Mort ou vif
6.3
Mort ou vif

Film de Sam Raimi (1995)

La loi a retrouvé son étoile avec Sam Raimi qui tire plus vite que son ombre



  • Vous avez déjà tué ?

  • Bien sûr.

  • Je ne crois pas que ce soit vrai. Vous voyez, au fond la seule question c'est : Jusqu'où êtes-vous prête à aller ?

  • Jusqu'au bout.

  • Mon père était juge. Ça vous étonne ? Il nous obligeait, ma mère et moi, à assister aux pendaisons. Un jour, il a dit qu'il fallait couper le mal à la racine. Il a pris une balle, la mise dans son révolver, et fait tourner le barillet. Ensuite, à tour de rôle, il a tiré sur chacun de nous, jusqu'à ce qu'il se fasse exploser la moitié de la cervelle. Hohoho ! Au dernier déclic. Hihahoho !... Il faut que vous sachiez : Il n'y plus rien sur cette Terre qui puisse me faire peur. Rien.




Est-ce possible ? Peut-on repousser les limites de la perfection ?



"Mort ou Vif", réalisé d'une main experte par Sam Raimi, nous plonge profondément dans l'univers impitoyable du Far West, tout en maniant avec habileté les clichés propres au western, mais sans jamais les tourner en dérision. Au contraire, il rend un vibrant hommage à l'un des éléments emblématiques de ce genre cinématographique : les duels au pistolet. À travers ce parcours cinématographique empreint de respect et d'une subtile volonté de rafraîchir les thèmes classiques, "Mort ou Vif" parvient à dépoussiérer un genre qui, en 1995, marquait le début du déclin total aux yeux des cinéphiles, des studios et du public en général, malgré quelques tentatives qui ont floppées au box office. Bien qu'il ne révolutionne pas les conventions et préserve fidèlement l'âme du western, le réalisateur parvient à offrir une expérience cinématographique des plus captivantes et divertissantes. Le scénario, élaboré par Simon Moore, propose une simplicité qui résonne de manière puissante avec les thèmes emblématiques du western. On y retrouve un tyran local, la "paisible" ville de Redemption tenue sous une poigne de fer, des duellistes déterminés qui convergent vers cette bourgade pour participer à un tournoi annuel aux enjeux financiers considérables, ainsi qu'un mystérieux étranger vengeur qui surgit à la dernière minute pour semer le chaos... De plus, la présence d'un ancien hors-la-loi cherchant la rédemption ajoute une profondeur inattendue à l'histoire, amplifiant la signification du nom de la ville, Redemption.
========
Série de consignes
• 1. Répondez à ces questions sur la critique :
(a) En quelle année le film de Sam Raimi est-il sorti ?
(b) Quel métier exerçait le père évoqué dans la réplique sur les pendaisons ?
(c) Qui a élaboré le scénario ?
• 2. D'après la critique, aux yeux de qui le western marquait-il en 1995 le début du déclin total ? Citez-les tous.
Pour répondre, appuyez-vous uniquement sur la critique.

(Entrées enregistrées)
========
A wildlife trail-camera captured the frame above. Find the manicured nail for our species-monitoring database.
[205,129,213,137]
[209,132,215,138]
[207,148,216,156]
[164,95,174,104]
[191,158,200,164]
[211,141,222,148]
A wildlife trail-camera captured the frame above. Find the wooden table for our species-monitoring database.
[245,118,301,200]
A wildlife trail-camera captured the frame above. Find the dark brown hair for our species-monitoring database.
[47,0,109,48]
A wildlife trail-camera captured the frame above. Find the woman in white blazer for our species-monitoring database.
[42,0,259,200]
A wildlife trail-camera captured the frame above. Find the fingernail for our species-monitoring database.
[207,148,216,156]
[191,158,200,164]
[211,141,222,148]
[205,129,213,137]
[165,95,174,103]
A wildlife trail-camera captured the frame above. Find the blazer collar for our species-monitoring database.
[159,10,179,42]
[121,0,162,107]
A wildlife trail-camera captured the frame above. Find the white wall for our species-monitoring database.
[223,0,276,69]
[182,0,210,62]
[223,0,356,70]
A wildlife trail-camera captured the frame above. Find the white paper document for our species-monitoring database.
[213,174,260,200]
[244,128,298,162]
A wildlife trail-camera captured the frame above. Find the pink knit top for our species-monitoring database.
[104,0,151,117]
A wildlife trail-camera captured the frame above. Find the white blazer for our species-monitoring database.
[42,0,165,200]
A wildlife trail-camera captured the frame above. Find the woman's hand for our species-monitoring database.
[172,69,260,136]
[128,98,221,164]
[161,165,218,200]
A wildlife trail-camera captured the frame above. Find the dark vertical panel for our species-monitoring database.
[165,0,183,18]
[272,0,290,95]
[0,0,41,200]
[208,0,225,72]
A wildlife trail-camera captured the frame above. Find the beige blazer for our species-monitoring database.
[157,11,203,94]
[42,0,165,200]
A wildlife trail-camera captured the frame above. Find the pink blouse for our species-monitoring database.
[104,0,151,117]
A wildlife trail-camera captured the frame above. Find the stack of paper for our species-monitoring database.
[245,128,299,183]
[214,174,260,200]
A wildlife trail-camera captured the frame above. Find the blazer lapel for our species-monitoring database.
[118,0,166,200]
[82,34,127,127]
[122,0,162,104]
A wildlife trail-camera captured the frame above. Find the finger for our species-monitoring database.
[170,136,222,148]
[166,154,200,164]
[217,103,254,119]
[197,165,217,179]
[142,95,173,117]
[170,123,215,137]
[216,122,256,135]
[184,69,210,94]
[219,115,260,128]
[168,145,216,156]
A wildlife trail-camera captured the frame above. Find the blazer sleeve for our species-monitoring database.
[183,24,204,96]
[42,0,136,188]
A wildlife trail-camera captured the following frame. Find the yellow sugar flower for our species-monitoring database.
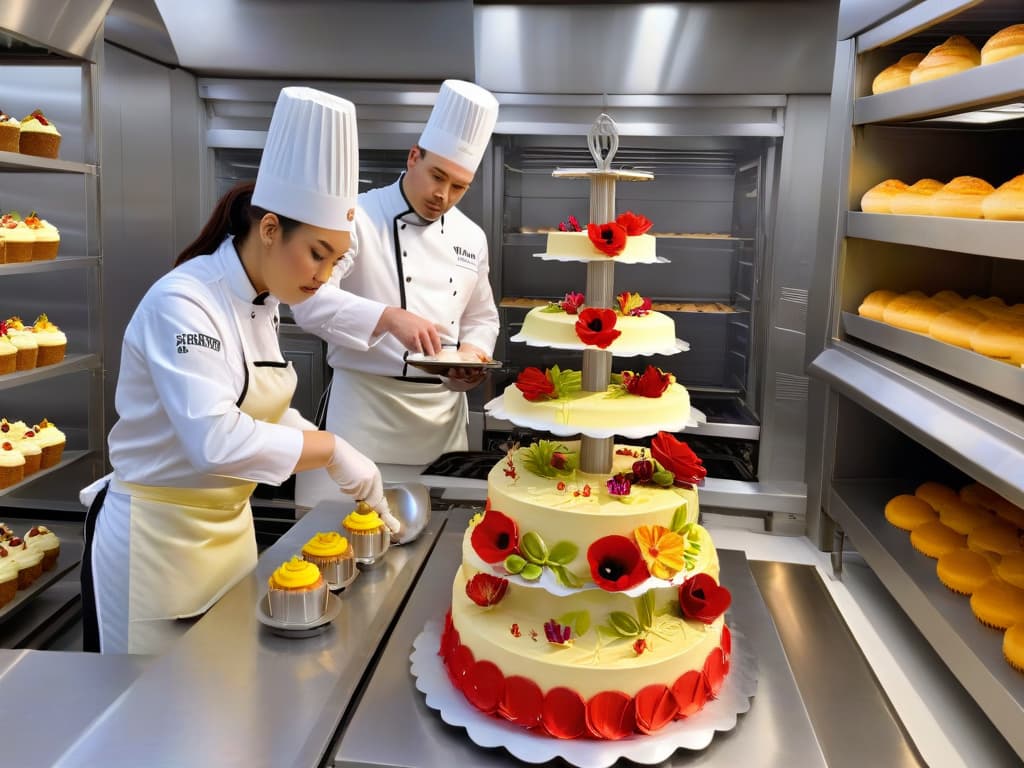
[633,525,686,580]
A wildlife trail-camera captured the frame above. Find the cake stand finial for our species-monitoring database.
[587,112,618,171]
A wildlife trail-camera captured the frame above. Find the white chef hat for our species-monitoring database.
[253,87,359,231]
[417,80,498,173]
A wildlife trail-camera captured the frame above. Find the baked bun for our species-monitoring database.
[871,53,925,93]
[882,296,945,334]
[857,290,899,321]
[860,178,906,213]
[931,176,995,219]
[978,24,1024,66]
[928,306,987,349]
[890,178,945,216]
[910,35,981,85]
[981,174,1024,221]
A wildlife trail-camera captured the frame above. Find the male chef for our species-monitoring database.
[293,80,498,504]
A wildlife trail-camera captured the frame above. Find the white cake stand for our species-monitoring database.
[410,621,758,768]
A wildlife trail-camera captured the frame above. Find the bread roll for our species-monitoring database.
[890,178,945,216]
[910,35,981,85]
[981,173,1024,221]
[871,53,925,93]
[860,178,906,213]
[857,290,899,321]
[928,306,988,349]
[932,176,994,219]
[981,24,1024,65]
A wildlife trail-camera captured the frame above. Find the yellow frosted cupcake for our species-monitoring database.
[32,313,68,368]
[17,110,60,159]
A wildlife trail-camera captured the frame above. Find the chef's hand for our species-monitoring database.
[374,306,441,355]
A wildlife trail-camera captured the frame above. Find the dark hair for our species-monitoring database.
[174,181,302,266]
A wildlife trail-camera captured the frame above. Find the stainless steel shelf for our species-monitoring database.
[853,56,1024,125]
[828,480,1024,758]
[808,340,1024,504]
[846,211,1024,261]
[842,312,1024,402]
[0,152,96,176]
[0,354,99,390]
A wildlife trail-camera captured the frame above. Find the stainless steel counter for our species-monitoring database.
[47,503,444,768]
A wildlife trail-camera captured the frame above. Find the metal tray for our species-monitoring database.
[843,312,1024,402]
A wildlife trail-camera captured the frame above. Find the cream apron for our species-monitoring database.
[92,319,297,653]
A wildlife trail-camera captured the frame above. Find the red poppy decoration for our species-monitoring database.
[650,432,708,485]
[623,366,674,399]
[679,573,732,624]
[469,509,519,563]
[615,211,653,238]
[587,221,626,256]
[587,690,637,741]
[577,307,623,352]
[466,573,509,608]
[515,366,555,402]
[587,536,650,592]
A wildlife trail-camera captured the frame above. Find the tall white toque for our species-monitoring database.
[418,80,498,173]
[253,87,359,231]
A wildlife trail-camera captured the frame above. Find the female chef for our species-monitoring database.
[82,88,396,653]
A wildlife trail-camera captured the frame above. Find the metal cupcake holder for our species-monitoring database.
[266,581,331,624]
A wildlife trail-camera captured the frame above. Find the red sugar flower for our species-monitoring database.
[577,307,623,352]
[679,573,732,624]
[587,536,650,592]
[469,509,519,563]
[587,221,626,256]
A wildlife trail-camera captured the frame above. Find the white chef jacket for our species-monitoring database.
[292,177,499,377]
[108,238,379,488]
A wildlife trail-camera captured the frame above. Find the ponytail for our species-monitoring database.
[174,181,301,266]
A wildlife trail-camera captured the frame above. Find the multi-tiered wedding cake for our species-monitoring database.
[440,120,730,739]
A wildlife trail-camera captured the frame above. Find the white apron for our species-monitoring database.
[92,309,297,653]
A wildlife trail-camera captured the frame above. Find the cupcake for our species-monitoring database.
[0,440,25,488]
[3,537,43,590]
[0,545,20,608]
[25,525,60,570]
[0,110,22,152]
[0,315,39,371]
[32,313,68,368]
[33,419,68,469]
[17,110,60,159]
[267,557,328,624]
[302,530,355,588]
[0,213,36,264]
[25,211,60,261]
[341,502,391,563]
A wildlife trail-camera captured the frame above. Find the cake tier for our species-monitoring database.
[484,384,697,438]
[535,232,659,264]
[511,307,690,356]
[452,565,725,698]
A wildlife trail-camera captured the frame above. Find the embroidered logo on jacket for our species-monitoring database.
[174,334,220,354]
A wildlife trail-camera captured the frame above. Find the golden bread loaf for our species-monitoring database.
[890,178,945,216]
[981,173,1024,221]
[910,35,981,85]
[871,53,925,93]
[860,178,906,213]
[931,176,994,219]
[981,24,1024,65]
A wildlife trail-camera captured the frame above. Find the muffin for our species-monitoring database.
[0,545,20,608]
[341,502,391,563]
[267,557,328,624]
[32,313,68,368]
[25,525,60,570]
[302,530,355,587]
[17,110,60,160]
[33,419,68,469]
[0,110,22,152]
[0,440,25,488]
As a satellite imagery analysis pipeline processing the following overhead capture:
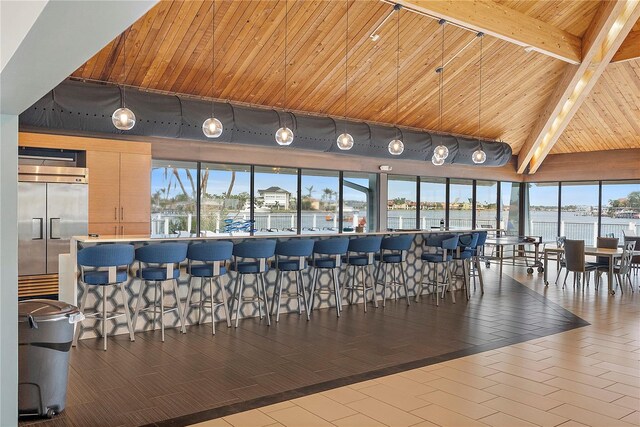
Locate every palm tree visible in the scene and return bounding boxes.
[305,185,313,198]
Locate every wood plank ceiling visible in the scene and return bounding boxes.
[73,0,640,154]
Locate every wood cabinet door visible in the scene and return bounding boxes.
[89,222,120,237]
[119,222,151,237]
[118,153,151,227]
[87,151,120,224]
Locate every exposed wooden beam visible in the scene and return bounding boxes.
[398,0,582,64]
[611,30,640,63]
[518,0,640,174]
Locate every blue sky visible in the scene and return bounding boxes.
[151,165,640,206]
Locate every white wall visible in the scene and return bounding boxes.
[0,0,48,71]
[0,114,18,427]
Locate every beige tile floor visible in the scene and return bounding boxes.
[191,269,640,427]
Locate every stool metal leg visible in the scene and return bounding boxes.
[211,277,219,335]
[161,281,164,342]
[182,275,195,334]
[172,279,185,333]
[132,280,144,333]
[296,270,310,320]
[398,262,411,305]
[443,262,456,304]
[331,268,342,317]
[120,283,136,341]
[219,276,231,328]
[73,284,89,347]
[258,273,271,326]
[416,261,427,302]
[308,267,318,311]
[102,286,107,351]
[364,264,378,308]
[236,274,244,328]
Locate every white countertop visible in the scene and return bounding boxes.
[72,228,501,243]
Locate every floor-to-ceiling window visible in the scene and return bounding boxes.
[525,182,559,241]
[387,175,418,230]
[342,172,378,232]
[560,182,599,246]
[498,182,520,235]
[200,163,252,236]
[476,180,498,228]
[419,177,447,230]
[301,169,340,232]
[449,178,473,228]
[600,181,640,240]
[151,160,198,237]
[253,166,298,234]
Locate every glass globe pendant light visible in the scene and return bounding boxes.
[431,19,449,166]
[471,146,487,165]
[433,144,449,160]
[276,0,293,146]
[111,27,136,130]
[388,139,404,156]
[276,126,293,145]
[336,0,353,151]
[471,33,487,165]
[111,105,136,130]
[202,114,224,138]
[387,4,404,156]
[431,154,444,166]
[337,132,353,150]
[202,0,224,138]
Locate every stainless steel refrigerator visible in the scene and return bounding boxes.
[18,165,89,276]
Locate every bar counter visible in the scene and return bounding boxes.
[66,229,499,338]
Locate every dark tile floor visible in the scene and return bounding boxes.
[21,272,587,426]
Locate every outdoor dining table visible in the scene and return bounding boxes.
[544,246,640,295]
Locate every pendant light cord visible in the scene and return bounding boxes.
========
Réponses attendues
• 1.
(a) En 1995.
(b) Il était juge.
(c) Simon Moore.

• 2. Les cinéphiles, les studios et le public en général.